### [Exercise inputs]
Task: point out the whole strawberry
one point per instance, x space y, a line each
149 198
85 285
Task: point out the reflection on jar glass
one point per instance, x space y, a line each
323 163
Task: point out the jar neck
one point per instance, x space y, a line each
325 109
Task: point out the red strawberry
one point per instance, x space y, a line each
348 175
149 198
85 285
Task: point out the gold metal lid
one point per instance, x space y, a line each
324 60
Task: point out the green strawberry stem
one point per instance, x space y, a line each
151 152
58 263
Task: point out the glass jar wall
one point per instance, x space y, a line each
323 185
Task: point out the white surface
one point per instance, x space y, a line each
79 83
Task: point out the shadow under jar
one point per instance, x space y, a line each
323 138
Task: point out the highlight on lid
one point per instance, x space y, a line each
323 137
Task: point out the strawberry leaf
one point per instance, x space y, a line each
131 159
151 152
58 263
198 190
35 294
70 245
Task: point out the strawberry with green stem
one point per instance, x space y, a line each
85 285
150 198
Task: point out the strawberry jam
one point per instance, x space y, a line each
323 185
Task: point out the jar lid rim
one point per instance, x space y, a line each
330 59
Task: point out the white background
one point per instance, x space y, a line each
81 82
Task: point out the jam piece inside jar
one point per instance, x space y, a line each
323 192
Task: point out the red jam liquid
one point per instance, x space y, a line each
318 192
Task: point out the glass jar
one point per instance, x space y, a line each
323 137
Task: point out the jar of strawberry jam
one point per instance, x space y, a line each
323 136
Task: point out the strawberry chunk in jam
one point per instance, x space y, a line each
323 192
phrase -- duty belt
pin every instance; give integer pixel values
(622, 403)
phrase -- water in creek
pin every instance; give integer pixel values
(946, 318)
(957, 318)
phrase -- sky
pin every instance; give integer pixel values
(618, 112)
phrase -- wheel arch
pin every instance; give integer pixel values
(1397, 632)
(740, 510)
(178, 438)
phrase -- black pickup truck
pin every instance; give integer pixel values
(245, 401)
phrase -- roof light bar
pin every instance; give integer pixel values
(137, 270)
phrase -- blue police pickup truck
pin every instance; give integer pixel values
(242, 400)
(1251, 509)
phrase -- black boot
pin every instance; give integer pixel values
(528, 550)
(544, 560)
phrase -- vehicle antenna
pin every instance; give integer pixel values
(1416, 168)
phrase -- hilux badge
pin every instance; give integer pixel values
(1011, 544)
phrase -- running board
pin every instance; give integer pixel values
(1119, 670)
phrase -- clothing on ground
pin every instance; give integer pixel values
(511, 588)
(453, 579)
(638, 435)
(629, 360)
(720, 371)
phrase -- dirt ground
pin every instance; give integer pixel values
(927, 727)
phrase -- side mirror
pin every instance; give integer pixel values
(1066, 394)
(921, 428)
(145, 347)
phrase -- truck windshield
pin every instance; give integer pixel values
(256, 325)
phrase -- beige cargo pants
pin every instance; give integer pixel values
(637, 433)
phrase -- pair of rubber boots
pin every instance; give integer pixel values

### [Direction]
Copy every line exactly. Leave nothing out.

### [Result]
Task: point out the whole strawberry
one point per instance, x space y, a line each
149 198
85 285
Task: point out the reflection on jar glass
one point per instance, x space y, a line each
323 163
Task: point out the jar neck
one point per instance, x space y, a line each
325 109
Task: point out the red strawberry
one point per instance, x space y, a line each
348 175
149 198
85 285
Task: point out the gold metal lid
one point per instance, x space y, a line each
324 60
Task: point out the green strawberry stem
one point per instance, x space y, a line each
151 152
58 263
Task: point out the glass jar wall
one point per instance, x space y, a line each
323 185
Task: point out the white surface
one point per instance, x space y, a line each
79 83
Task: point out the shadow under jar
one point per instance, x space y, a line each
323 138
Task: point out the highlight on lid
one point per instance, x space y, a line each
323 137
Task: point out the strawberry leaf
one point per instance, x space y, a line each
131 159
151 152
58 263
198 190
35 294
70 245
Task: point out the strawberry with green stem
one point per instance, x space y, a line each
85 285
150 198
Task: point out the strawberry jam
one point per instance, x space y, a line each
323 185
Task: point out the jar lid rim
one point per instance, x space y, a line each
330 59
Task: point out the white background
one point per instance, x space y, a line each
81 82
Task: point out the jam piece inside jar
one point per instance, x space y, a line each
323 192
Task: point out the red jam liquid
one point per instance, x space y, a line each
318 192
Task: point out the glass jar
one point per instance, x space y, a line each
323 137
Task: point out the jar of strawberry jam
one point per instance, x space y, a line each
323 136
Task: point out the strawberry chunk in jam
one point per instance, x space y, a line each
323 192
phrase -- duty belt
pin every instance; give integer pixel values
(622, 403)
phrase -- water in creek
pin every instance; give integer pixel values
(946, 318)
(957, 318)
phrase -- sky
pin every instance; give integer pixel values
(618, 112)
phrase -- wheel arch
pin every instance; give integer pixel values
(1397, 632)
(740, 510)
(178, 438)
phrase -- black pickup truck
pin every instance; give integer pixel values
(245, 401)
phrase -- roof light bar
pin every instance; give integer pixel values
(137, 270)
phrase -- blue police pickup truck
pin every instance; give integer pixel values
(242, 400)
(1251, 509)
phrase -- black boot
pin every instance; give integer pixel values
(528, 550)
(544, 560)
phrase -- vehicle antenna
pin every instance; give integer pixel values
(1416, 168)
phrase -- hilux badge
pin every instance; give integer pixel values
(1011, 544)
phrase -- running board
pin every instance; give integer pixel values
(1119, 670)
phrase -- clothing on ground
pin every instance; give integer pixel values
(511, 588)
(453, 579)
(638, 435)
(629, 360)
(720, 371)
phrase -- dirt ground
pin every instance; give integer pixel values
(927, 727)
phrase -- side mirror
pin every instance; give integer pixel values
(1066, 394)
(921, 428)
(145, 347)
phrase -- truck windshield
pin every instance; give integer pixel values
(256, 325)
phrase -- beige cargo pants
pin every instance; give integer pixel values
(637, 433)
phrase -- pair of rubber boots
pin every instance; give integer pixel values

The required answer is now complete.